> **Data shown**:
++++++++++++++++++++
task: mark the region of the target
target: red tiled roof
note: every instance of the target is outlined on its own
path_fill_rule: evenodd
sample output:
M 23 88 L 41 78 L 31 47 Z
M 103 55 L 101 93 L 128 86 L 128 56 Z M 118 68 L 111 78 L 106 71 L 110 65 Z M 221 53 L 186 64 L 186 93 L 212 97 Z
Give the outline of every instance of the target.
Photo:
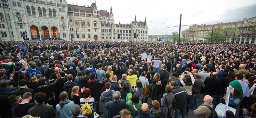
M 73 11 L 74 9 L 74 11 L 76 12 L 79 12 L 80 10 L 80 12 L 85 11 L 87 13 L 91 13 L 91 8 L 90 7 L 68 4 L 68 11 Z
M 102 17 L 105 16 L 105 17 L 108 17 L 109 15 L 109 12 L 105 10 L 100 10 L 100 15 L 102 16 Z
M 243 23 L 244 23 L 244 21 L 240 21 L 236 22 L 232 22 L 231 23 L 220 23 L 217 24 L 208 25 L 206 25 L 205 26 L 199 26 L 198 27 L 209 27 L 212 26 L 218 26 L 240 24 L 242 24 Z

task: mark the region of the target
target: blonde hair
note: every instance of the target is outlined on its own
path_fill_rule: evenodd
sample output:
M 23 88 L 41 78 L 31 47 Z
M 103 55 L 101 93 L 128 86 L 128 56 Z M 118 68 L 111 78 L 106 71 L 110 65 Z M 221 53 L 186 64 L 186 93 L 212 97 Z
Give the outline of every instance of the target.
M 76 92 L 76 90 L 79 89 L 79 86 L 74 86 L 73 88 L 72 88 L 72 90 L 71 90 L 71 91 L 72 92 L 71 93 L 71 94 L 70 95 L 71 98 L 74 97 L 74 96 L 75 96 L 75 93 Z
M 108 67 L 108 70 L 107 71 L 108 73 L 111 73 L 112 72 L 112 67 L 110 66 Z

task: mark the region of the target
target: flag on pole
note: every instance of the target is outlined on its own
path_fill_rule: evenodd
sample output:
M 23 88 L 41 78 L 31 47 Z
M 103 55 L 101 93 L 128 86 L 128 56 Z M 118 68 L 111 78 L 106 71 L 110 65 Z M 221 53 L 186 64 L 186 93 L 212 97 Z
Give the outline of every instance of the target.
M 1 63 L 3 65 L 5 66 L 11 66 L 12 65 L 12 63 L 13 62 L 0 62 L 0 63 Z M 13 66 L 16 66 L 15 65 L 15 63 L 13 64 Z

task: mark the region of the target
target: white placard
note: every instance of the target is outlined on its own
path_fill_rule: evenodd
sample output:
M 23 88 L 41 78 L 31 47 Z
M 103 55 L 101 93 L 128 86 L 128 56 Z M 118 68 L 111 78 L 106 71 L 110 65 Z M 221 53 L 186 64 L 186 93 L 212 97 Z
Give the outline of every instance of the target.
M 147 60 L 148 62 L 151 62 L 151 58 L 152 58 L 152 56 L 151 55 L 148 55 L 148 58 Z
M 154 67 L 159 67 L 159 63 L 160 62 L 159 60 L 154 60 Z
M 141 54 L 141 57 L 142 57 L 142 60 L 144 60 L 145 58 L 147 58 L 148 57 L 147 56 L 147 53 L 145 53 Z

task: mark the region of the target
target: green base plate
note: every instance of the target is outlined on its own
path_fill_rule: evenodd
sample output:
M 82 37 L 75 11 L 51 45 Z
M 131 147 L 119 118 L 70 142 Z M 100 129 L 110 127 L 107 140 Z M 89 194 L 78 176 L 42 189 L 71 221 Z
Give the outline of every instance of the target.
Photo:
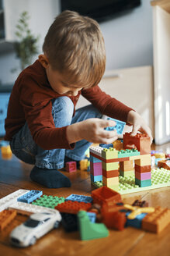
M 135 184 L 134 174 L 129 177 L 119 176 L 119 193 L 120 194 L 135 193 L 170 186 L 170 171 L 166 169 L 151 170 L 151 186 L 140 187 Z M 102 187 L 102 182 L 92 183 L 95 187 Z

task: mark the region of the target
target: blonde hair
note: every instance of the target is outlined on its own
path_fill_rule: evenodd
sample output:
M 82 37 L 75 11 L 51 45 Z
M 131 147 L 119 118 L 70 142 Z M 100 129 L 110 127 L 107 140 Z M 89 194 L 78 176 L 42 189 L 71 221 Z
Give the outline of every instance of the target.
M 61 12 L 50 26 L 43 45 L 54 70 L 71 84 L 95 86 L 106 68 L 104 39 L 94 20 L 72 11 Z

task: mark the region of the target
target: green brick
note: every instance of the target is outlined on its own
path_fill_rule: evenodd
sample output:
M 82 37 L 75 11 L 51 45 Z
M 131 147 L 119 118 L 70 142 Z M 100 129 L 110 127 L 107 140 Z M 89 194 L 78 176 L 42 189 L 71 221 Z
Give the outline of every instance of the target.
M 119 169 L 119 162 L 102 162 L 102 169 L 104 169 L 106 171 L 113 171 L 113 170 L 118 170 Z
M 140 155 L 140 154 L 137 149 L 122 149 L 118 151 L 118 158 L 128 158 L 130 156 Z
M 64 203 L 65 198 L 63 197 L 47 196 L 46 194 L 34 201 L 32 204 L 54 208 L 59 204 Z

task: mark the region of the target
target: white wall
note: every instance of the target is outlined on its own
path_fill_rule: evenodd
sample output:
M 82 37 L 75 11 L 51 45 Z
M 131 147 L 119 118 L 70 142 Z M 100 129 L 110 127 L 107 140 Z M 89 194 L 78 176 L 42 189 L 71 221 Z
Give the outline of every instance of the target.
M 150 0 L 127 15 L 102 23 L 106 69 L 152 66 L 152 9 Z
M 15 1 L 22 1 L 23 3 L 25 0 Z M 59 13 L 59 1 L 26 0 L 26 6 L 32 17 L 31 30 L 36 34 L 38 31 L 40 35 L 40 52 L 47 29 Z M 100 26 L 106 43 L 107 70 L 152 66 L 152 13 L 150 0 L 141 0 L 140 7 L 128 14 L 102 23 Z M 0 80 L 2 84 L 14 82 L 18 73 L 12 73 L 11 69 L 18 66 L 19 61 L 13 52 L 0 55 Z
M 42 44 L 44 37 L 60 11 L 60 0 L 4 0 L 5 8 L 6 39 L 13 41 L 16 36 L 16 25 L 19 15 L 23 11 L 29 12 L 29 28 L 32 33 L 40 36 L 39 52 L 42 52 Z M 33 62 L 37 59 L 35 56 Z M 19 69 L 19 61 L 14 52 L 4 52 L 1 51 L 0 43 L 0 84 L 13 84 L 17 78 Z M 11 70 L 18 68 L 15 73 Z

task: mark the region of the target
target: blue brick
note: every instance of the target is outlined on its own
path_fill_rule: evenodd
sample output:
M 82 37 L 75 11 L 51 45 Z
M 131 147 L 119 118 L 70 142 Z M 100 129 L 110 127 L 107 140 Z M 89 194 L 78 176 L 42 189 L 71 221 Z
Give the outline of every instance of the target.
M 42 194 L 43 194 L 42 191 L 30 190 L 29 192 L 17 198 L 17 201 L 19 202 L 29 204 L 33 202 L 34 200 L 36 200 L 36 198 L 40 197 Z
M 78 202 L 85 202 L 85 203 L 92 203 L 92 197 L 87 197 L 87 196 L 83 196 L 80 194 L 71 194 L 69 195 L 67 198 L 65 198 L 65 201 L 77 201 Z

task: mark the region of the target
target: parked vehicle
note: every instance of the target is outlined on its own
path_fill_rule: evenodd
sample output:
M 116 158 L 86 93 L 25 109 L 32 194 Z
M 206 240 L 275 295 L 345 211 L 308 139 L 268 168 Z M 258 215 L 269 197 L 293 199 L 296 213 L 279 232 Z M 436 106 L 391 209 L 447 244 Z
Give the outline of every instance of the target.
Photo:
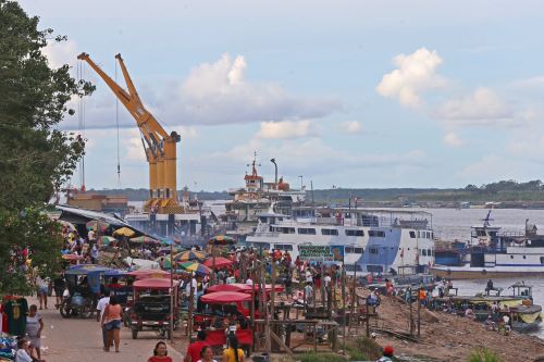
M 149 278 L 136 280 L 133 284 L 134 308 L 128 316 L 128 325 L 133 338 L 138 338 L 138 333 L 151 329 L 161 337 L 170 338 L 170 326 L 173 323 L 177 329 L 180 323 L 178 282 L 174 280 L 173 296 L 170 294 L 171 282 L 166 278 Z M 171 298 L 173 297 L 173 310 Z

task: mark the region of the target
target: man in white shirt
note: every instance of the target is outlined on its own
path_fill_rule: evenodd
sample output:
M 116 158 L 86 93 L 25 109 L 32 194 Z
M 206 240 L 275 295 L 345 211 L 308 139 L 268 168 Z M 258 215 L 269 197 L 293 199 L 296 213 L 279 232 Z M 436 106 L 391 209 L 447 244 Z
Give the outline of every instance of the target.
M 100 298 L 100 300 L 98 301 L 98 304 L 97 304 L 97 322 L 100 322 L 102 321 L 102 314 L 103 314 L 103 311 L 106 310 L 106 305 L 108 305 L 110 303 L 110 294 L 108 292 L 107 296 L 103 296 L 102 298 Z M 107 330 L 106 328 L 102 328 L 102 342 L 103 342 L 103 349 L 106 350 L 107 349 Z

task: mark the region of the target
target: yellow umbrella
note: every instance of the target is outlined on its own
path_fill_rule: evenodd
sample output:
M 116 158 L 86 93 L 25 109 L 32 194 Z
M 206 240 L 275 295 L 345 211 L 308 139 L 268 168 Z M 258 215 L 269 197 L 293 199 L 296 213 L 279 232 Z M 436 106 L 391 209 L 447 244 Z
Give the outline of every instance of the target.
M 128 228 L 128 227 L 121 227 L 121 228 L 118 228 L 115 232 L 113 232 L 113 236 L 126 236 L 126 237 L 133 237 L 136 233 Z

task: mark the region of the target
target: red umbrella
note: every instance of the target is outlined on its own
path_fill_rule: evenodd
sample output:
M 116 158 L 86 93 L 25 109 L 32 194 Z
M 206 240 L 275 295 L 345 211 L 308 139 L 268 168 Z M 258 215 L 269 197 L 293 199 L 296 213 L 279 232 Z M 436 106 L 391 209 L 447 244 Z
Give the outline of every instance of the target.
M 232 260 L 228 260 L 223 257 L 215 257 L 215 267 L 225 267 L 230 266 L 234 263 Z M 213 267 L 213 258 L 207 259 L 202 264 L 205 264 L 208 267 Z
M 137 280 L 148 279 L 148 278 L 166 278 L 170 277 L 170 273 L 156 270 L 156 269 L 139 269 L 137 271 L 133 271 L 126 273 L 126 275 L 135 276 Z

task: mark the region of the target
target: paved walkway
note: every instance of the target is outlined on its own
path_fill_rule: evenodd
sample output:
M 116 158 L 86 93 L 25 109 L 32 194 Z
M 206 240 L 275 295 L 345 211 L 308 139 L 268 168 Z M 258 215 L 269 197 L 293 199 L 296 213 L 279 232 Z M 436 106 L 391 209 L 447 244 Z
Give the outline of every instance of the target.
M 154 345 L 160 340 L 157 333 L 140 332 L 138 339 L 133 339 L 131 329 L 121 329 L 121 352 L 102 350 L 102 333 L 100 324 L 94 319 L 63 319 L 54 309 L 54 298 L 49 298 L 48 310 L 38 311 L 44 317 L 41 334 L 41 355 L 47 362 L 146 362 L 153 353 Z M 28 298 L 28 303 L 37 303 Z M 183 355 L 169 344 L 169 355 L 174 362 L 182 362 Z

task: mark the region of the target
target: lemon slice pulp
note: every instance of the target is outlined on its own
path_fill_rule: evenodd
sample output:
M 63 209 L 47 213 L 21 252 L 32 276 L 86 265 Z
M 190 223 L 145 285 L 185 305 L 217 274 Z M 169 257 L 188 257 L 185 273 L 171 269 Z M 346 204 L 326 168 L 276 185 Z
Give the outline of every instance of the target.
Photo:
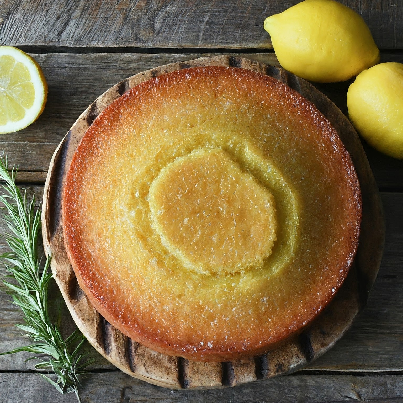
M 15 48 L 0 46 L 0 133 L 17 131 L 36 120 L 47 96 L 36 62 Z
++++++++++++++++++++
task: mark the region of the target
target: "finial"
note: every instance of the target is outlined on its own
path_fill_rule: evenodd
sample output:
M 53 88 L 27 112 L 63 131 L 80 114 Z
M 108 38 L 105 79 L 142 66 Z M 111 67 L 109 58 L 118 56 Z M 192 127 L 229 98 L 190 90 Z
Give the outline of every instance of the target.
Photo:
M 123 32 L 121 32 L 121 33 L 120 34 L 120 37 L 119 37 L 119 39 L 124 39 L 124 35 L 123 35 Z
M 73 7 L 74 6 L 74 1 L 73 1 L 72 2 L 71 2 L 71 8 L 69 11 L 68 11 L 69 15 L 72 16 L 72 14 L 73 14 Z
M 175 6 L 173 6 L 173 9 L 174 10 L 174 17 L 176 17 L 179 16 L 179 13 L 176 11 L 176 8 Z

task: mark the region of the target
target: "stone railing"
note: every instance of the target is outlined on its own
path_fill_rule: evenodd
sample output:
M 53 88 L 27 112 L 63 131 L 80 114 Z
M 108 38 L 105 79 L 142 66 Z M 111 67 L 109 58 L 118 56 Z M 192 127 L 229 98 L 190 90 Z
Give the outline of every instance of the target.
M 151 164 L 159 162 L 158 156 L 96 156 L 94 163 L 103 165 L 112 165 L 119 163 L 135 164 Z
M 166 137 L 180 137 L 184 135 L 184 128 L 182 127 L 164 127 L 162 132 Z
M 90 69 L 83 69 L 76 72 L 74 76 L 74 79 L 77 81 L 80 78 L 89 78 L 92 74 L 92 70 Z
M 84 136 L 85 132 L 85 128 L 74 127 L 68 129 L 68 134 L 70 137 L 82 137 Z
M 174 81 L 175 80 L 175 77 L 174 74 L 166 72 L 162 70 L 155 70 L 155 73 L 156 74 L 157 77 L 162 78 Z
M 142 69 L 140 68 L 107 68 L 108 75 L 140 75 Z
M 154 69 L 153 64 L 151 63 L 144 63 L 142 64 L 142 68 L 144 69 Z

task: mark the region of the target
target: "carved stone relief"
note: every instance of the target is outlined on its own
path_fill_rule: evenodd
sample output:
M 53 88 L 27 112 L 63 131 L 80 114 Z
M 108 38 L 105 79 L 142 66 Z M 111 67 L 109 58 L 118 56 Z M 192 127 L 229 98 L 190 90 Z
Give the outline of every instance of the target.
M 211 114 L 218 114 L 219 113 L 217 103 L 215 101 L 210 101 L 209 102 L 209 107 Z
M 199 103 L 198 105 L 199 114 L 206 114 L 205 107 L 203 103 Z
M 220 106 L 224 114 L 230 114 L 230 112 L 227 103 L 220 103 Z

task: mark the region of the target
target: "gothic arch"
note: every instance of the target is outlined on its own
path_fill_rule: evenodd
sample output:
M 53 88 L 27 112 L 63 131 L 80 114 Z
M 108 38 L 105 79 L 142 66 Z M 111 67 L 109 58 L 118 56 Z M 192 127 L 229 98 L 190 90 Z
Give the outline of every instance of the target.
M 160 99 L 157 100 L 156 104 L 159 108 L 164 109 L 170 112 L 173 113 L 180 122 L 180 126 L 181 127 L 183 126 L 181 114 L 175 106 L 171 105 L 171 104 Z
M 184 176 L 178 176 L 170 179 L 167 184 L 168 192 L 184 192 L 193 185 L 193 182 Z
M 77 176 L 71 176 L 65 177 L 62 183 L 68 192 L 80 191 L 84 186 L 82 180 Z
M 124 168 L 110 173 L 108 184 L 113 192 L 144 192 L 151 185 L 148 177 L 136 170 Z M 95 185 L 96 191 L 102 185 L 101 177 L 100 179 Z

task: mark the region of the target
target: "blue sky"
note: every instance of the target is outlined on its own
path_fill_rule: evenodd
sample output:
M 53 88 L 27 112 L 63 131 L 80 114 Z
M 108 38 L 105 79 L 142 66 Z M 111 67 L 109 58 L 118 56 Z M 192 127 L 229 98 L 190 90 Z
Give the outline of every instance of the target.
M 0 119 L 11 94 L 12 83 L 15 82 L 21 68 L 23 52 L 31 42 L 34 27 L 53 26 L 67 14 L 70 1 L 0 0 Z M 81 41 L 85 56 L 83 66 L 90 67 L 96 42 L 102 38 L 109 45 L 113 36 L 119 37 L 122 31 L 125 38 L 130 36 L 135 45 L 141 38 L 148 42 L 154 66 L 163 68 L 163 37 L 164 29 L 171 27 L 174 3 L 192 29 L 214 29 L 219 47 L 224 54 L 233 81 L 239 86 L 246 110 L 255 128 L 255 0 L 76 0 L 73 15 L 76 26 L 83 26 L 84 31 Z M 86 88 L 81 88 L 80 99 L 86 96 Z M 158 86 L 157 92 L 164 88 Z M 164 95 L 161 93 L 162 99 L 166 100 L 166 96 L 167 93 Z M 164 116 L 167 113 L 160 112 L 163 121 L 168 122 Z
++++++++++++++++++++
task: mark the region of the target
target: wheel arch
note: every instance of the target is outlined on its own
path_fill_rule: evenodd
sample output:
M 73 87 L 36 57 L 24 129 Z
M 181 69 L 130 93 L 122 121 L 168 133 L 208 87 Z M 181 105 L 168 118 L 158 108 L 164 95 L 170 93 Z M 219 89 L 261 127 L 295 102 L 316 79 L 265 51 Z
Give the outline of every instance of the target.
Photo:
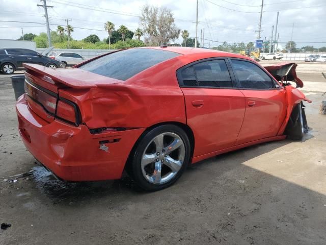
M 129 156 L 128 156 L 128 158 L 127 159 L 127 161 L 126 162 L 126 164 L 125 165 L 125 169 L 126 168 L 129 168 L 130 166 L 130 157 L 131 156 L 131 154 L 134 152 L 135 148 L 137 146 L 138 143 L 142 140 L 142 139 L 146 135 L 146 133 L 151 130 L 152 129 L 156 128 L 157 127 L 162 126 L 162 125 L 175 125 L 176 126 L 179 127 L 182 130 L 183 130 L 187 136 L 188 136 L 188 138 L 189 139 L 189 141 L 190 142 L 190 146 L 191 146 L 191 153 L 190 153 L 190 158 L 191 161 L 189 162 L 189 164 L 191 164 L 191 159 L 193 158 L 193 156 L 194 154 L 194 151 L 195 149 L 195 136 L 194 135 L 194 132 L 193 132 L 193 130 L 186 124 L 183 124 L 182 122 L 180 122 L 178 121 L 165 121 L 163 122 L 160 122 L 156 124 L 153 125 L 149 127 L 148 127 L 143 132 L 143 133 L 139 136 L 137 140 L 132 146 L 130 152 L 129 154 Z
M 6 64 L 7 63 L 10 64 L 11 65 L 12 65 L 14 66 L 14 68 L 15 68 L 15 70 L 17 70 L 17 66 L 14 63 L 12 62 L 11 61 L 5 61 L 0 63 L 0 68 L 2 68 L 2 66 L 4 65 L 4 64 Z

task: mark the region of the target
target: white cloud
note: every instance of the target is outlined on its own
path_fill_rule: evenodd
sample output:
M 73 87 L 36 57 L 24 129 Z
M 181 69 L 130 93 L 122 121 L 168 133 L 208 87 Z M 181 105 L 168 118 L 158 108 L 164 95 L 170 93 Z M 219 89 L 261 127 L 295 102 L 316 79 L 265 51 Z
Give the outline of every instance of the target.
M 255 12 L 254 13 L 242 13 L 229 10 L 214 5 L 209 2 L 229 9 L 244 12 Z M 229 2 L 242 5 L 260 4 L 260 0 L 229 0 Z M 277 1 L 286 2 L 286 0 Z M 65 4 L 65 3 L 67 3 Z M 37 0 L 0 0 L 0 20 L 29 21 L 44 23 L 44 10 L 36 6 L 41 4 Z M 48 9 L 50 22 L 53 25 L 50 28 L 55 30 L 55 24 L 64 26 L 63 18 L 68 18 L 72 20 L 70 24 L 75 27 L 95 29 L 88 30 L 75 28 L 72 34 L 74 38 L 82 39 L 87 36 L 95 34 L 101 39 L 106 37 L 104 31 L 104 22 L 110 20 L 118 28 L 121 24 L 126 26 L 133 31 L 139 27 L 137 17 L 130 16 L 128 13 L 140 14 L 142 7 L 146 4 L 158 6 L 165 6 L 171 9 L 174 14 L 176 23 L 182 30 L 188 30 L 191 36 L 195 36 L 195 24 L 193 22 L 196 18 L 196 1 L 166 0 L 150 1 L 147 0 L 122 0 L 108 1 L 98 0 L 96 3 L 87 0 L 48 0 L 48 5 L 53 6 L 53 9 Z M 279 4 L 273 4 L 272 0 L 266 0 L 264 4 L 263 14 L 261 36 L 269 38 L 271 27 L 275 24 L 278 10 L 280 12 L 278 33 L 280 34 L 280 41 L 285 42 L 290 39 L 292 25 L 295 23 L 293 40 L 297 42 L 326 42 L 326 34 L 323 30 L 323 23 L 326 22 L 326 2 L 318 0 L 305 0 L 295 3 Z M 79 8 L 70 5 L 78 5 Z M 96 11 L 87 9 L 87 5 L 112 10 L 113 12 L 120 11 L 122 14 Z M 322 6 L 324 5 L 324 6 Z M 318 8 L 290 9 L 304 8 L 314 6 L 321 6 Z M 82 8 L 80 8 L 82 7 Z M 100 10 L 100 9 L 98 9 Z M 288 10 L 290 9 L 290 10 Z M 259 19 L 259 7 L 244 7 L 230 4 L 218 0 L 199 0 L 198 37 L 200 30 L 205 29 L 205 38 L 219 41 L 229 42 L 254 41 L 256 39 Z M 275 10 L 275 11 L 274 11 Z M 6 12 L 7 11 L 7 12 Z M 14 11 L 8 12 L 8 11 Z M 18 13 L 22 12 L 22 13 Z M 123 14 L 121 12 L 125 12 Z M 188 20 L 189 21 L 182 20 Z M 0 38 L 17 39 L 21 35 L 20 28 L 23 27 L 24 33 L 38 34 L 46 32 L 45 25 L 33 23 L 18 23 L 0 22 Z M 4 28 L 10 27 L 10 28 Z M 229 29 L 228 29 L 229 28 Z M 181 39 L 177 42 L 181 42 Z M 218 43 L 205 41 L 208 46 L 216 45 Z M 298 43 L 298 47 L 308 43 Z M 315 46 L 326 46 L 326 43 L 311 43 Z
++++++++++++++++++++
> **Exercise instructions**: Return every line of the entries above that contains the string "arch". Case counts.

> **Answer to this exercise**:
target: "gothic arch"
target: wheel arch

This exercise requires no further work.